> Given problem: Add 7 to every bounding box coordinate in the listing lines between the one holding "of the pointed" and the one holding "262 969 541 1270", inclusive. Give back only those lines, with the requests repeated unchanged.

-- START OF Available records --

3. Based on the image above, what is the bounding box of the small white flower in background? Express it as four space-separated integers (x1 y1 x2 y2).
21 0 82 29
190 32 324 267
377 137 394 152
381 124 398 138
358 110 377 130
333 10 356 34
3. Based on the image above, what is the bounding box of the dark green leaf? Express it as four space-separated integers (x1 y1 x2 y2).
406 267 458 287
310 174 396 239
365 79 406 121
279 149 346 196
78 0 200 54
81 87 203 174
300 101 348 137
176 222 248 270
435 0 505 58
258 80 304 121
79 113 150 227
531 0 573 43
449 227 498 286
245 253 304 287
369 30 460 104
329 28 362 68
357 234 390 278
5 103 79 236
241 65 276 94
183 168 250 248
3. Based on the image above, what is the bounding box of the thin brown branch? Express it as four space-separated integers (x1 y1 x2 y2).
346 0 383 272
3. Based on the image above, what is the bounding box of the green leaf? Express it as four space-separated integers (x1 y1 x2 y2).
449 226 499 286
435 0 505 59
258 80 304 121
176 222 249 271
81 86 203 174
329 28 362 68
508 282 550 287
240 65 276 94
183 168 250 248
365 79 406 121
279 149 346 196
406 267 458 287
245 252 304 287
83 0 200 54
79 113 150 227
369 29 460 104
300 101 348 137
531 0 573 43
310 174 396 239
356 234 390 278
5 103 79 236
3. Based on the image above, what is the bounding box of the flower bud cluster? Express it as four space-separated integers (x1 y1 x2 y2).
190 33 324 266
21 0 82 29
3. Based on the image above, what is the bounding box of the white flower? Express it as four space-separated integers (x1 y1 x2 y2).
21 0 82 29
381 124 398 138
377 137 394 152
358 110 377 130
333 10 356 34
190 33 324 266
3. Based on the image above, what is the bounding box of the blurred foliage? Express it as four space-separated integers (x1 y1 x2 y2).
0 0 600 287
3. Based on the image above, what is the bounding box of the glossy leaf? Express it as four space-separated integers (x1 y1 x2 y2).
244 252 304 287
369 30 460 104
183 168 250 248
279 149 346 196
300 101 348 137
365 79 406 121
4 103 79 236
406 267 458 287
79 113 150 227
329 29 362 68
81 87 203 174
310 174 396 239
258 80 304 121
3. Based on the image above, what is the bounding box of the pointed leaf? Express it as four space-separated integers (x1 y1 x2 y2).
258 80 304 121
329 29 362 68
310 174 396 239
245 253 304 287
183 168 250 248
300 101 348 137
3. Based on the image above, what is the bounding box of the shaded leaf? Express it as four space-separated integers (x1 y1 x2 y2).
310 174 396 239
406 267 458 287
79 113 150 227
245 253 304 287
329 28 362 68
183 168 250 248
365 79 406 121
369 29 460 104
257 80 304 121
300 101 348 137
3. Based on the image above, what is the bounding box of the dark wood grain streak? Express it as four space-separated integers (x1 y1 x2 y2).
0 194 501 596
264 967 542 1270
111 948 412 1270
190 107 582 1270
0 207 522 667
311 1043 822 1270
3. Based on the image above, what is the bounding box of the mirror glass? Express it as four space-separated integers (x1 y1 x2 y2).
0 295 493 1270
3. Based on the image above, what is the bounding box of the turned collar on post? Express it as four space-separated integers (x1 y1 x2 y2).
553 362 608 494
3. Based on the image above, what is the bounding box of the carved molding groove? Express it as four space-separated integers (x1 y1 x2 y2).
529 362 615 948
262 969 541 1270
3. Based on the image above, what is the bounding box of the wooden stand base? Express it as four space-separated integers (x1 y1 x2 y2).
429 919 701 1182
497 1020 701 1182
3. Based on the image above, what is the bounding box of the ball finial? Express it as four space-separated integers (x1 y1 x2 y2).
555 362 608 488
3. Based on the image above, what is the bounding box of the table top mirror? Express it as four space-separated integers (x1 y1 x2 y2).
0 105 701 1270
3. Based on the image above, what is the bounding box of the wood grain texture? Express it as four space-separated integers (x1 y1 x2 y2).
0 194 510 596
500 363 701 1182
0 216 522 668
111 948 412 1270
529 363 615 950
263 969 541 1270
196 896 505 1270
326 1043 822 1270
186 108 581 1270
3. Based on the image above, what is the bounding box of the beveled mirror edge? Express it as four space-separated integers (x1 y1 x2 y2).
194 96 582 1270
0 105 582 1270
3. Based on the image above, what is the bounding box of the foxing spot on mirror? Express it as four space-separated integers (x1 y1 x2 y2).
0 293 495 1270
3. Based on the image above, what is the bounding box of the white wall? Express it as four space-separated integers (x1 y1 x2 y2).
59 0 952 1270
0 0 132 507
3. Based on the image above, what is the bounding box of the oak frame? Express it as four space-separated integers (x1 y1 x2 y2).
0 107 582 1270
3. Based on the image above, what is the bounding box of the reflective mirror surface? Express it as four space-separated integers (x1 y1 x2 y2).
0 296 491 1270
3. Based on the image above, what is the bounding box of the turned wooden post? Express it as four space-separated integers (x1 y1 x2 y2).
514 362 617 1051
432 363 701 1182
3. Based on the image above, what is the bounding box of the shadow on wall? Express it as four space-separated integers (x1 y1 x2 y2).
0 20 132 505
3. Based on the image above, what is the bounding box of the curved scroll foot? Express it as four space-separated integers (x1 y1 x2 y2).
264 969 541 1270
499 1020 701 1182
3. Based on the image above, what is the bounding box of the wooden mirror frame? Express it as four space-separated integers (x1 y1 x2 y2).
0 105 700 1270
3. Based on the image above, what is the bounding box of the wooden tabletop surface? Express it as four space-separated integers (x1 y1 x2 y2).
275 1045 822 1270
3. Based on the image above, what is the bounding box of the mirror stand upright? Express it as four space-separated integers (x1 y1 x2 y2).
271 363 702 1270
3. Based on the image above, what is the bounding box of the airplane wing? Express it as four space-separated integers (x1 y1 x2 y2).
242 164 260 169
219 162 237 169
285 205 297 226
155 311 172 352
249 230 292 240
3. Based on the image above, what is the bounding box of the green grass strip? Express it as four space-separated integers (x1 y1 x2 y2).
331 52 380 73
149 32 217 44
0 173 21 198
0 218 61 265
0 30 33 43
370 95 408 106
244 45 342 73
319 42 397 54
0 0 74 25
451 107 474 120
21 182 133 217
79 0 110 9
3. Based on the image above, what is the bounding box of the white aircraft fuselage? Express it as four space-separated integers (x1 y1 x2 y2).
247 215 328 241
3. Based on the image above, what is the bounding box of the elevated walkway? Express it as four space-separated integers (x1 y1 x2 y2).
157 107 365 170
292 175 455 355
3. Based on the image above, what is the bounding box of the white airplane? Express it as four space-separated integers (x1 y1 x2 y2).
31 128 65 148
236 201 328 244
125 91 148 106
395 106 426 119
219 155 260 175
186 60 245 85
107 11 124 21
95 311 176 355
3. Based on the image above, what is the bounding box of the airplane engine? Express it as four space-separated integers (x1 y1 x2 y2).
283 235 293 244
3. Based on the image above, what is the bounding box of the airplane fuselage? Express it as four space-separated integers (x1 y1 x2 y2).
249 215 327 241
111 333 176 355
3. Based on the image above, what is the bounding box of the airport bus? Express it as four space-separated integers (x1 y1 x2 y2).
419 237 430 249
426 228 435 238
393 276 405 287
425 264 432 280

-- END OF Available records --

> Output of the task:
3. Based on the image above, what is the bounding box of the pointed leaf? Express it as four space-separated integers (x1 y1 x2 y2).
265 87 311 128
336 36 369 75
317 181 403 246
252 260 311 294
190 175 257 255
307 108 355 144
3. Based on the image above, what is the bounding box of the shaded leaf? Express it as four space-separated integers (x1 y1 x2 y2).
317 181 403 246
413 274 465 294
86 120 157 234
252 260 311 294
336 35 369 75
190 175 257 255
372 86 413 128
376 36 467 111
264 87 311 128
307 108 355 144
3. Based on the image above, what is the bounding box of the dark wood grain streak? Express it as four space-separated integers (x1 y1 x2 y2).
7 201 508 603
271 974 549 1277
118 955 419 1277
197 114 589 1277
7 214 529 674
318 1050 829 1277
3. Based on the image above, what is the bounding box of the mirror glass? Express it as four space-separated integers (x1 y1 x2 y2).
7 302 500 1277
3. Based on the image above, what is the bounding box of the turned collar on post? Express it as four space-separated integers (x1 y1 x2 y2).
560 369 615 501
3. Based on the image above, what is the bounding box of the carved molding groove? Express it as four space-separated integers (x1 y1 x2 y2).
536 369 622 955
269 976 548 1277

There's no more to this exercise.